WORK REQUIRED: Output the material below in its entirety, exactly as given.

************

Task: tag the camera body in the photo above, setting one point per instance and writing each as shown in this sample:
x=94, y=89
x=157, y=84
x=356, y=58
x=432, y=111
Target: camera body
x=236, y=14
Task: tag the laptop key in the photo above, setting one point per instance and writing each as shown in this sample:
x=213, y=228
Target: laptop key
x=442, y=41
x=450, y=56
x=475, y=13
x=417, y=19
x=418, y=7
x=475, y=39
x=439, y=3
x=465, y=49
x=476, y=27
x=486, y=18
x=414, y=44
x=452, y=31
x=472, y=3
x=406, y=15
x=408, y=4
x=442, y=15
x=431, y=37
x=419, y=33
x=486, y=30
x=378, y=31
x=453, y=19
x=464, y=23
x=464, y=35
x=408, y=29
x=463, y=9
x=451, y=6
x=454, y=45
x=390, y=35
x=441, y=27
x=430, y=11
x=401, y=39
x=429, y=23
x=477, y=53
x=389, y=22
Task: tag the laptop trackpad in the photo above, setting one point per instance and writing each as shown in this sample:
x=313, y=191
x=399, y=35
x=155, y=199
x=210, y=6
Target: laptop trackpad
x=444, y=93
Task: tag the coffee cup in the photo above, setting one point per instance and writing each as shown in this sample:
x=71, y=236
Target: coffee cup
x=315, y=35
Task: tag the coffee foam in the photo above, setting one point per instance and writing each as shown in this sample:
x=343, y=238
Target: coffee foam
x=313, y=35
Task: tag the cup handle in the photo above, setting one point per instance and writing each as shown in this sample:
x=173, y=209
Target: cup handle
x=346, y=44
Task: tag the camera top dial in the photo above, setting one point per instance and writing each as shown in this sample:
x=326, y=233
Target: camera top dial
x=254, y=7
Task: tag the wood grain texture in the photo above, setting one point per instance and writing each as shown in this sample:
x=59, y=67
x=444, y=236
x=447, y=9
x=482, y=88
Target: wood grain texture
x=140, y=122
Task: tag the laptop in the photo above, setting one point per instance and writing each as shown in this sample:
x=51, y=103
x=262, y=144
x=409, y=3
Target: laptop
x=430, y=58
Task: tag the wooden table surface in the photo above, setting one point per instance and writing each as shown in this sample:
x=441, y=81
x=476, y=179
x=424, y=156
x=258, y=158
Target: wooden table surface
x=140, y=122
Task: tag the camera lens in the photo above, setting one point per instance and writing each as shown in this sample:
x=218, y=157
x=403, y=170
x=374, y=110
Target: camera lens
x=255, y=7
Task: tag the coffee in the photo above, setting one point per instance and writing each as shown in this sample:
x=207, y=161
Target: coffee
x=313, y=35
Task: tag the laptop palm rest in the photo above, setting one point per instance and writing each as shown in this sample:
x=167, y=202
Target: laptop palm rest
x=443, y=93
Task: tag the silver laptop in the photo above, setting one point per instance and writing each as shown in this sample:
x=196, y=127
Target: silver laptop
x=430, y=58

************

REPLY TO THE EXERCISE:
Task: tag the camera body in the photo above, setting one point per instance and writing each as shown in this sample:
x=94, y=89
x=157, y=84
x=356, y=58
x=432, y=111
Target: camera body
x=236, y=14
Task: tag the laptop key in the photo above, setting one point per instance and writing each as shown in this sample:
x=213, y=228
Target: laptop key
x=442, y=41
x=450, y=56
x=475, y=13
x=417, y=19
x=418, y=7
x=475, y=39
x=439, y=3
x=465, y=49
x=476, y=27
x=486, y=18
x=414, y=44
x=452, y=31
x=472, y=3
x=406, y=15
x=408, y=4
x=442, y=15
x=431, y=37
x=419, y=33
x=486, y=30
x=378, y=31
x=453, y=19
x=464, y=23
x=464, y=35
x=408, y=29
x=463, y=9
x=451, y=6
x=454, y=45
x=390, y=35
x=441, y=27
x=430, y=11
x=401, y=39
x=429, y=23
x=477, y=53
x=389, y=22
Task: tag the laptop trackpad in the photo above, setting one point per instance and writing each as shown in this sample:
x=313, y=191
x=399, y=35
x=155, y=199
x=210, y=6
Target: laptop trackpad
x=444, y=93
Task: tag the coffee cup in the photo above, setting one point per instance and writing each as shown in this sample:
x=71, y=236
Target: coffee cup
x=315, y=35
Task: tag the coffee foam in the photo above, setting one point per instance and writing each as shown in this sample:
x=343, y=238
Target: coffee foam
x=313, y=35
Task: tag the cup handle in the photo above, setting one point per instance and writing each as shown in this sample:
x=173, y=209
Target: cup handle
x=346, y=44
Task: tag the camera top dial in the photo above, setting one point per instance and writing each as shown in this sample:
x=326, y=233
Target: camera top dial
x=254, y=7
Task: tag the wood grain texture in the photo above, setting one point per instance and writing each as shown in this sample:
x=59, y=67
x=444, y=236
x=447, y=9
x=482, y=88
Target: wood grain texture
x=140, y=122
Task: tag the laptop in the photo above, setting one point per instance and writing each as shown in this sample:
x=51, y=103
x=262, y=144
x=409, y=3
Target: laptop
x=430, y=58
Task: tag the wooden table surface in the photo above, setting one point per instance and writing each as shown in this sample:
x=441, y=81
x=476, y=179
x=424, y=156
x=258, y=158
Target: wooden table surface
x=140, y=122
Task: tag the camera lens in the photo above, setting one point per instance and writing each as shown in this sample:
x=218, y=157
x=403, y=170
x=374, y=110
Target: camera lens
x=255, y=7
Task: tag the coffee in the photo above, setting one point per instance and writing each as shown in this sample:
x=207, y=161
Target: coffee
x=313, y=35
Task: tag the laptop palm rest in the photo above, setting one point per instance and writing each as shown in this sample:
x=167, y=202
Target: laptop palm rest
x=443, y=93
Task: tag the silver laptop in the photo above, setting one point per instance and writing each as shown in this sample:
x=196, y=127
Target: silver laptop
x=430, y=58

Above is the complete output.